_GIVEN PROBLEM 1_
From the article on BP's North Sea drilling, quote everything from "Jeremy Beckman •" down to "from 2017-18 onwards.".
_GIVEN PROBLEM 2_
According to the article on BP's North Sea drilling, which company is the operator planning to drill the Jock Scott prospect?

_SOURCE_
-*-

BP back in exploratory drilling mode

Jan. 13, 2017
Britain's new Chancellor Philip Hammond ignored calls for further tax incentives from the oil and gas industry during his Autumn Statement.
Jeremy Beckman • London

Britain’s new Chancellor Philip Hammond ignored calls for further tax incentives from the oil and gas industry during his Autumn Statement. However, he did reaffirm the government’s commitment to the various relief measures enacted by his predecessor George Osborne following consultations with the industry.

Oil & Gas UK had called for fresh initiatives, including measures to stimulate exploration. However, as Hammond pointed out, the decline in sterling against the dollar following Britain’s vote to leave the European Union meant that UK North Sea revenues are likely to rise from 2017-18 onwards.

UK licenses BP has farmed into. (Map courtesy BP)

While UK offshore exploration drilling remains sluggish, a few companies have outlined plans for potentially high-impact wells this year, notably BP which last month farmed into five licenses in the Shetlands area. On one of these, operator Statoil plans to drill the Jock Scott prospect in mid-year; around the same time, BP and operator Nexen expect to drill the Craster structure on license P2062. In the southern UK North Sea, BP has joined operator Perenco and Premier Oil in a well testing a potential play-opening deep Carboniferous horizon play several hundred meters below the mature reservoirs produced for decades by the Ravenspurn ST2 platform.

-*-

_DATASET EXTRACT_
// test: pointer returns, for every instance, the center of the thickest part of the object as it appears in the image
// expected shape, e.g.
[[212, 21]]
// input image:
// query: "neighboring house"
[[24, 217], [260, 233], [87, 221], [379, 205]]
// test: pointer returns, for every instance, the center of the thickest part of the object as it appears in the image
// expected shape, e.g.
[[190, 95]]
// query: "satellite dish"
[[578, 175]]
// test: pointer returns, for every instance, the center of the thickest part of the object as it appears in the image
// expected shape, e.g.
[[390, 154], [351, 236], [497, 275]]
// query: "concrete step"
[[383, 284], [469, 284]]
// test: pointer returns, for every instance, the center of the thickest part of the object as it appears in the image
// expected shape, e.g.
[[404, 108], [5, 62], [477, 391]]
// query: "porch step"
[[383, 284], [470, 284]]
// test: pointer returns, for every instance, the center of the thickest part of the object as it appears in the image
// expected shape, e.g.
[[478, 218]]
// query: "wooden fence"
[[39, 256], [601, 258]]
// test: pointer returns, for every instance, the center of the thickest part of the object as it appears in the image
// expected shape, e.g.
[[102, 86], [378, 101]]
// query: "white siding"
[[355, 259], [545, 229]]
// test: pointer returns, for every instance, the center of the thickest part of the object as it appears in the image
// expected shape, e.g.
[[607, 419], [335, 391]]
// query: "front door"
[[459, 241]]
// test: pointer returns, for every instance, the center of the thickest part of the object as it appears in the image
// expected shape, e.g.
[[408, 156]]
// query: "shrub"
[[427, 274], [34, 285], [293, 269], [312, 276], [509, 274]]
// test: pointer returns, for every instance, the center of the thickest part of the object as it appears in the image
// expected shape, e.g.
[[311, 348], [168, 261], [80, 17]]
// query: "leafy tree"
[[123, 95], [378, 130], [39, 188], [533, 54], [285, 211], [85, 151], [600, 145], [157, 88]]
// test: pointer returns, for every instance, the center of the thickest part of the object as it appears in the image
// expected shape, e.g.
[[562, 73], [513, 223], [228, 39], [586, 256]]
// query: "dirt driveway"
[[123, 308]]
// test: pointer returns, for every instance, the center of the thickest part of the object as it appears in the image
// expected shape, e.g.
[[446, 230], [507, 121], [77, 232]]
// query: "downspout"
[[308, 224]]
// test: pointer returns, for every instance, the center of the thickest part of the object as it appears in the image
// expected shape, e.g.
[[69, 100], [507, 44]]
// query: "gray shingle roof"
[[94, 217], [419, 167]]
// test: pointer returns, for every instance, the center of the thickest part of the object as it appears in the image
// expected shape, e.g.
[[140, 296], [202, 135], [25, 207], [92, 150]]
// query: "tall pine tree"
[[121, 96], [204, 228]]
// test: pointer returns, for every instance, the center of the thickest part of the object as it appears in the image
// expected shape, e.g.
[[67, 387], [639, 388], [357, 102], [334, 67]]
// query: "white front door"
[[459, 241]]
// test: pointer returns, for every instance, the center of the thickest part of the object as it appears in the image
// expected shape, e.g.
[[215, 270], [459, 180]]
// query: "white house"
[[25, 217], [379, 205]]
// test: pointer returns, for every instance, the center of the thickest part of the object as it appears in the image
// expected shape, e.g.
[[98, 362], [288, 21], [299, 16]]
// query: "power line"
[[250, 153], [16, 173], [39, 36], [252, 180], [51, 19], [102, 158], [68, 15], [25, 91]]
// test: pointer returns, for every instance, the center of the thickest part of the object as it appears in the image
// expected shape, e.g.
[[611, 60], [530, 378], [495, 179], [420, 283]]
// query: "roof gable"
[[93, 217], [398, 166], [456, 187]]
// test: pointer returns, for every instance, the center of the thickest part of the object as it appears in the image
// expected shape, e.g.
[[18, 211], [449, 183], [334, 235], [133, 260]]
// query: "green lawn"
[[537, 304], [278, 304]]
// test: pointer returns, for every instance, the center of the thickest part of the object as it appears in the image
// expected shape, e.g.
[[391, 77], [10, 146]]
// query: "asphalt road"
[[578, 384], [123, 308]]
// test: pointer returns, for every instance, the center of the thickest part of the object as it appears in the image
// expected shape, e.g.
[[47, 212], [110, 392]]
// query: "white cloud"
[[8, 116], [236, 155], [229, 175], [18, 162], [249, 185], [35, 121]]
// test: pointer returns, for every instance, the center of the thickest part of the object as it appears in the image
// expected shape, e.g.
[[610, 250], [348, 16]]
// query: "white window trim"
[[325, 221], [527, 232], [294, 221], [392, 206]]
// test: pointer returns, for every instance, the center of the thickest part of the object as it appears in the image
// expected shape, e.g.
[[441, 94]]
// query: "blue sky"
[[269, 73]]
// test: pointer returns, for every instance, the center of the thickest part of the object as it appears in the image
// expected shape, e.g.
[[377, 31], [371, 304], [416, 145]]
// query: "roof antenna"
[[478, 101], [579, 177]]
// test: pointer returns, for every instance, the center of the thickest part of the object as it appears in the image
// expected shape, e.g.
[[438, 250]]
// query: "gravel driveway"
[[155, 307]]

-*-

_COMPLETE OUTPUT 1_
Jeremy Beckman • London

Britain’s new Chancellor Philip Hammond ignored calls for further tax incentives from the oil and gas industry during his Autumn Statement. However, he did reaffirm the government’s commitment to the various relief measures enacted by his predecessor George Osborne following consultations with the industry.

Oil & Gas UK had called for fresh initiatives, including measures to stimulate exploration. However, as Hammond pointed out, the decline in sterling against the dollar following Britain’s vote to leave the European Union meant that UK North Sea revenues are likely to rise from 2017-18 onwards.

_COMPLETE OUTPUT 2_
Statoil